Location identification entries
.....
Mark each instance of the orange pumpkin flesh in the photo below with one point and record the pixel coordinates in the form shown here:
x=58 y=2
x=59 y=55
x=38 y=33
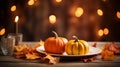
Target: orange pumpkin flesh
x=55 y=44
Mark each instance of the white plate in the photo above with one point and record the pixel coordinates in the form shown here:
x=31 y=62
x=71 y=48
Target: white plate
x=92 y=52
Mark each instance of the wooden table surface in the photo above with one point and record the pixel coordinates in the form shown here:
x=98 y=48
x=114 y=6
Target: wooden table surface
x=9 y=61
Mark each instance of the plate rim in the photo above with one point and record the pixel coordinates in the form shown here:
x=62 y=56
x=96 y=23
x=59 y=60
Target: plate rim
x=61 y=55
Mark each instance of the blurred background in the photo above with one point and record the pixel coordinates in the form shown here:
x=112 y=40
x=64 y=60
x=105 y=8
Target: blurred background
x=91 y=20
.....
* **THE REQUEST**
Revise the records above by replacing "pixel coordinates" with "pixel positions" everywhere it occurs, leaving everything else unchanged and omitting the pictures.

* **RESPONSE**
Mark each instance of the orange pumpkin flesh in the photo below with one point and record the pixel positions in the form shown here:
x=58 y=2
x=59 y=55
x=38 y=33
Target: orange pumpkin flesh
x=55 y=44
Mark each instance of the white plate in the photo above with one point and record the pixel positions in the form shown here:
x=31 y=62
x=71 y=48
Target: white plate
x=92 y=52
Mark each instance of the wooden table surface in the photo above with one point and record the pixel positions in the form shown here:
x=98 y=48
x=114 y=6
Target: wooden table surface
x=9 y=61
Mark each instance of the plate rim in the photo above with one point and record the pixel positions in the form shown here:
x=62 y=56
x=96 y=23
x=59 y=60
Target: plate rim
x=61 y=55
Mark each instance of the blurred background in the photo above with one point and record the pixel positions in the form shown here:
x=112 y=40
x=64 y=60
x=105 y=8
Target: blurred background
x=91 y=20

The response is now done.